▶ _Task instructions_
[1] How many views did the Pauling Blog receive in 2015, according to the Pauling Blog anniversary text?
[2] Can you resume the Pauling Blog anniversary text where it stops, after the entry on Pauling's theory of anesthesia?

▶ _Text_
▼▼▼

The scope, mission, and workflow propelling the Pauling Blog have changed mightily since spring 2008, and our audience has steadily grown year-over-year, to the tune of nearly 120,000 views in 2015. We expect that a few people have been following this project since its inception, but for the many more who are relative newcomers to the Pauling Blog, we thought we would mark today’s anniversary by calling attention to eight posts or posting series that we put together in our very early years.

  1. Roger Hayward (series). This collection of posts, run in April and May 2008, eventually morphed into a much larger project detailing the life and work of the remarkable man who illustrated many of Pauling’s publications, and did quite a bit more beyond that.
  2. The Guggenheim Trip (series). Published in June 2008, this series marked our first foray into fairly detailed original research.  Those who know Pauling’s story will also know that the 1926-27 Guggenheim trip was critical to his future successes as a structural chemist.
  3. A Halloween Tale of Ice Cream and Ethanol.” Released on Halloween day 2008, this lighthearted post actually provides some pretty interesting insight into Pauling’s personality – he truly never stopped being a scientist.
  4. Oregon 150 (series). The state of Oregon celebrated its sesquicentennial in 2009, and the Pauling Blog participated by researching specific aspects of Pauling’s life in and association with the Beaver state.  Though most of these posts were released in 2009, our keen interest in exploring Pauling’s relationship with Oregon continues to this day – forty-six posts are now categorized under the heading, “Pauling and Oregon.”
  5. Linus Pauling and the Search for UFOs“. This post appeared on May 11, 2009 and became the source of a good amount of attention.  A sequel of sorts was released last year as part of our examination of Pauling’s years at the Center for the Study of Democratic Institutions.
  6. Pauling’s Theory of Anesthesia. (series) Another batch of early original research of which we remain proud. Over time, the Pauling Blog has placed greater emphasis on exploring components of Pauling’s work that are admittedly more tangential, and thus under-researched by his stable of biographers. His theory of anesthesia, which occupies a single solitary box in the Pauling Papers, certainly fits that description. The anesthesia posts were published in June 2009.

▲▲▲

▶ _Entries shown_
▼▼▼

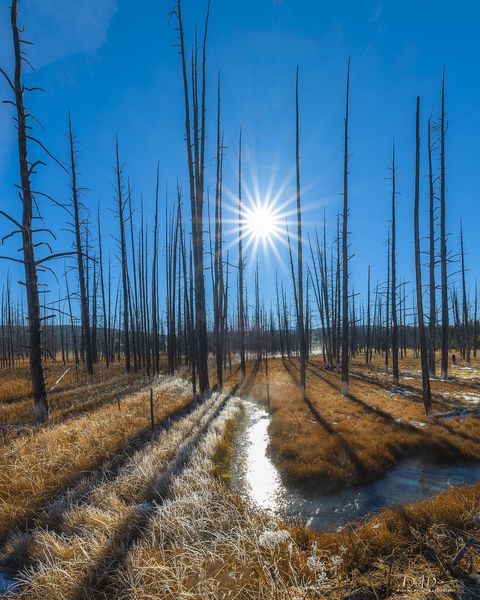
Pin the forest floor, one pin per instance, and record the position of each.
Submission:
(95, 505)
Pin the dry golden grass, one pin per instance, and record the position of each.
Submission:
(72, 550)
(35, 466)
(205, 542)
(70, 398)
(338, 441)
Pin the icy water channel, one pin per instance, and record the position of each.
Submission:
(256, 477)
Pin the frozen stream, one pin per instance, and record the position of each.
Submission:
(256, 477)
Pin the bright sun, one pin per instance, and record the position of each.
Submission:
(262, 223)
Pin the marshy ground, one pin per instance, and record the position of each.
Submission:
(96, 505)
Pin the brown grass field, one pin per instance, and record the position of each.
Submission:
(94, 506)
(336, 441)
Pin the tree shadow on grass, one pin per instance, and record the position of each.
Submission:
(353, 456)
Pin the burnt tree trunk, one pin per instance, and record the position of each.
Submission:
(427, 398)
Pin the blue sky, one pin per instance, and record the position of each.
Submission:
(114, 64)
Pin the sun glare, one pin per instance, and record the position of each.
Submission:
(262, 224)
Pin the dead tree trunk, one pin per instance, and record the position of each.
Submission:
(466, 330)
(427, 398)
(241, 308)
(123, 257)
(432, 325)
(443, 241)
(80, 257)
(39, 390)
(300, 315)
(394, 280)
(345, 345)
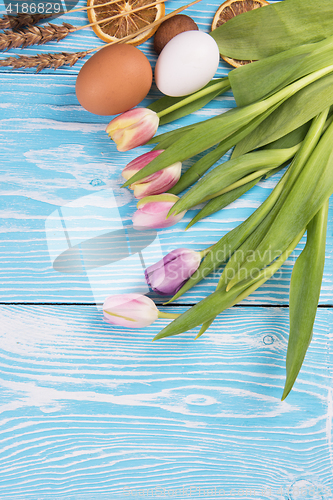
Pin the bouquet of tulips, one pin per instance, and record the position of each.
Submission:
(283, 117)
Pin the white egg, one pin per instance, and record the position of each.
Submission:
(187, 63)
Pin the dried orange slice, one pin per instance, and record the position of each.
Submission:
(128, 17)
(230, 9)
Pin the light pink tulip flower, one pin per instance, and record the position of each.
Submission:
(153, 210)
(157, 183)
(133, 128)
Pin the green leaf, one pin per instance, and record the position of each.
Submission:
(274, 28)
(227, 173)
(198, 169)
(222, 201)
(293, 113)
(252, 82)
(305, 288)
(208, 308)
(210, 132)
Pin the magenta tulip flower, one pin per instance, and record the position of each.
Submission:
(157, 183)
(132, 310)
(153, 210)
(133, 128)
(169, 274)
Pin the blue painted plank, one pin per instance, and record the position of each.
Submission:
(93, 411)
(53, 154)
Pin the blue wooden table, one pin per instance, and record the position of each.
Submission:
(91, 411)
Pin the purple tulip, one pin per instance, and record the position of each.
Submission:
(157, 183)
(169, 274)
(153, 210)
(133, 128)
(130, 310)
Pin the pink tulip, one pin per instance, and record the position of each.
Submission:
(153, 210)
(130, 310)
(133, 128)
(157, 183)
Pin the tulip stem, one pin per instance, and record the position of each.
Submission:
(223, 84)
(167, 315)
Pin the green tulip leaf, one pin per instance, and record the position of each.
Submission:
(305, 288)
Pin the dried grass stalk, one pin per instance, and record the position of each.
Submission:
(42, 61)
(34, 35)
(21, 20)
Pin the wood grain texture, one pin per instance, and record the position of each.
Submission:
(92, 411)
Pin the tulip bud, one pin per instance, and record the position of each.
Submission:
(157, 183)
(130, 310)
(133, 128)
(169, 274)
(153, 210)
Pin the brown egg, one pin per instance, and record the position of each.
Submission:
(114, 80)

▲▲▲

▶ _Task-by-task results_
[1] Nearly 120,000 views.

[2]
  7. The Pauling Chalkboard. (series) Those who have visited the reading room of the Special Collections and Archives Research Center at Oregon State University’s Valley Library will likely have seen and taken a moment to ponder Pauling’s chalkboard, which is on permanent display in our facility.  Countless visitors over the years have asked us to decipher Pauling’s annotations on the board, and in December 2009 we finally got around to conducting a rigorous analysis of the board’s contents.
  8. Pauling’s Life-Threatening Kidney Disease. (series) In 1941 Pauling was diagnosed with glomerulonephritis, a kidney condition that, at the time, was basically a death sentence.  The approach that Pauling took to treating his disease is insightful on many levels: 1) that it worked; 2) that it was arguably his first experience of orthomolecular medicine; 3) that the physician who saved his life likely would have been blacklisted for his political views, had he himself lived long enough; and 4) the crucial role played by Ava Helen Pauling in nursing her husband back to good health. The nephritis series was released in March 2010, right around the time of the blog’s second birthday.

As always, thanks for your continued readership.  We’re glad to say that we have plenty more in store for 2016.